_To be done_. Each record below must be returned exactly as shown.
_ _ _ _ _
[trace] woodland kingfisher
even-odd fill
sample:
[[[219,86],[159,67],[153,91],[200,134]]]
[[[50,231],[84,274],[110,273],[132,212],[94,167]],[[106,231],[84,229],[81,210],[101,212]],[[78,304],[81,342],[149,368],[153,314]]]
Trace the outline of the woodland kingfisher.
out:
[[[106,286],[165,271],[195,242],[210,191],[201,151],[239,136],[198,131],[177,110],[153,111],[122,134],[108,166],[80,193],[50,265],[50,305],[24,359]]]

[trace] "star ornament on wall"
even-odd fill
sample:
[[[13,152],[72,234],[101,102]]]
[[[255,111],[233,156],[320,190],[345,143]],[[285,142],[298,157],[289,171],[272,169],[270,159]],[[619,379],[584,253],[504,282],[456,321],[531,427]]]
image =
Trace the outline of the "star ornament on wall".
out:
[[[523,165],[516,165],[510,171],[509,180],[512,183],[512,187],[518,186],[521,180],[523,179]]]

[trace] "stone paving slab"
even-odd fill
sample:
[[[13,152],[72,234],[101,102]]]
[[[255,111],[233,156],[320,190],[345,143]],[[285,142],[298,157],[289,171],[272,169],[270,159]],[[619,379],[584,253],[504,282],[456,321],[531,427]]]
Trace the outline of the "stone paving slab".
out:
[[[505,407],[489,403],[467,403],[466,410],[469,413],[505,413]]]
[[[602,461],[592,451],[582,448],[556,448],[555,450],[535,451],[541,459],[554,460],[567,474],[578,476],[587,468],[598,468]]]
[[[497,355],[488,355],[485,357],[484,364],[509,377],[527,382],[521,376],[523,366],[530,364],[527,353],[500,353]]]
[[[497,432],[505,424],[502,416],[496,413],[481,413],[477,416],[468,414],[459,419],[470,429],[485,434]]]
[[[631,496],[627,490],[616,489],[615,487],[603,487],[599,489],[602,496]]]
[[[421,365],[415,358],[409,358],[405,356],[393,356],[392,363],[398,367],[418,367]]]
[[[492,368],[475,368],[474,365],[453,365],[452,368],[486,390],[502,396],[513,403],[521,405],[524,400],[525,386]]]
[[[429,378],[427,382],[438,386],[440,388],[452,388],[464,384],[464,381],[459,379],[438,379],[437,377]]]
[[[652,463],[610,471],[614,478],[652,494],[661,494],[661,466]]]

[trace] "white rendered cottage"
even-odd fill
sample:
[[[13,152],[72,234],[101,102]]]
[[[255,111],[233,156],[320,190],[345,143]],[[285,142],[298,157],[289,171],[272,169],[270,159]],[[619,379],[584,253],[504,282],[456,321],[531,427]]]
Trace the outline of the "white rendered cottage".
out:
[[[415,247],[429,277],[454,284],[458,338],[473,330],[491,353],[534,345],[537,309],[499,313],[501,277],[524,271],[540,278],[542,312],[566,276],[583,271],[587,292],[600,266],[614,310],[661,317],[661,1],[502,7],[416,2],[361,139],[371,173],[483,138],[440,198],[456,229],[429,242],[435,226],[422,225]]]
_ _ _ _ _
_Written answer_.
[trace] woodland kingfisher
even-odd fill
sample:
[[[219,86],[159,67],[153,91],[200,134]]]
[[[50,231],[84,274],[110,273],[132,212],[94,167]],[[106,231],[84,229],[81,210],[101,212]],[[78,304],[81,342],[149,368],[153,314]]]
Trace the outline of the woodland kingfisher.
out:
[[[106,286],[165,271],[195,242],[210,191],[201,151],[239,136],[198,131],[177,110],[153,111],[122,134],[108,166],[80,193],[50,265],[50,305],[24,359]]]

[trace] "star ornament on wall"
even-odd fill
sample:
[[[13,152],[72,234],[101,102]]]
[[[255,111],[233,156],[320,190],[345,143]],[[285,142],[298,157],[289,171],[272,169],[270,159]],[[619,379],[584,253],[504,282],[456,321],[531,427]]]
image =
Trace the outline of the "star ornament on wall".
out:
[[[523,165],[516,165],[510,171],[509,180],[512,183],[512,187],[518,186],[521,180],[523,179]]]

[trace] "stone paving slab"
even-odd fill
sample:
[[[13,152],[72,234],[101,102]]]
[[[255,111],[233,156],[320,190],[345,143]],[[285,142],[298,157],[289,171],[272,169],[270,159]],[[619,379],[584,253],[504,282],[456,321],[531,427]]]
Trace the outline of the "stone paving slab".
out:
[[[505,407],[489,403],[467,403],[466,410],[469,413],[505,413]]]
[[[602,461],[592,451],[582,448],[556,448],[555,450],[535,451],[541,459],[554,460],[567,474],[578,476],[587,468],[598,468]]]
[[[497,355],[488,355],[485,357],[484,364],[509,377],[527,382],[521,376],[523,366],[530,364],[527,353],[500,353]]]
[[[497,432],[505,424],[502,416],[496,413],[481,413],[477,416],[468,414],[459,419],[470,429],[485,434]]]
[[[631,496],[627,490],[616,489],[615,487],[603,487],[599,489],[602,496]]]
[[[421,365],[415,358],[409,358],[405,356],[393,356],[392,363],[398,367],[418,367]]]
[[[492,368],[475,368],[474,365],[453,365],[452,368],[486,390],[502,396],[513,403],[521,405],[524,400],[525,386]]]
[[[429,378],[427,382],[438,386],[440,388],[452,388],[464,384],[464,381],[459,379],[438,379],[437,377]]]
[[[652,463],[610,471],[614,478],[652,494],[661,494],[661,466]]]

[trace] "white rendered cottage"
even-odd fill
sample:
[[[13,152],[72,234],[101,102]]]
[[[255,111],[233,156],[320,190],[345,143]],[[285,142],[298,157],[289,171],[272,169],[270,159]],[[619,379],[584,253],[504,282],[456,321],[531,427]]]
Trace the outline of the "white rendered cottage".
out:
[[[415,247],[429,277],[454,284],[458,338],[473,330],[491,353],[534,345],[537,309],[499,313],[501,277],[524,271],[540,278],[542,312],[566,276],[583,271],[587,292],[600,266],[614,310],[661,317],[661,1],[502,7],[416,2],[361,139],[371,173],[483,138],[440,198],[456,229],[429,242],[435,226],[422,225]]]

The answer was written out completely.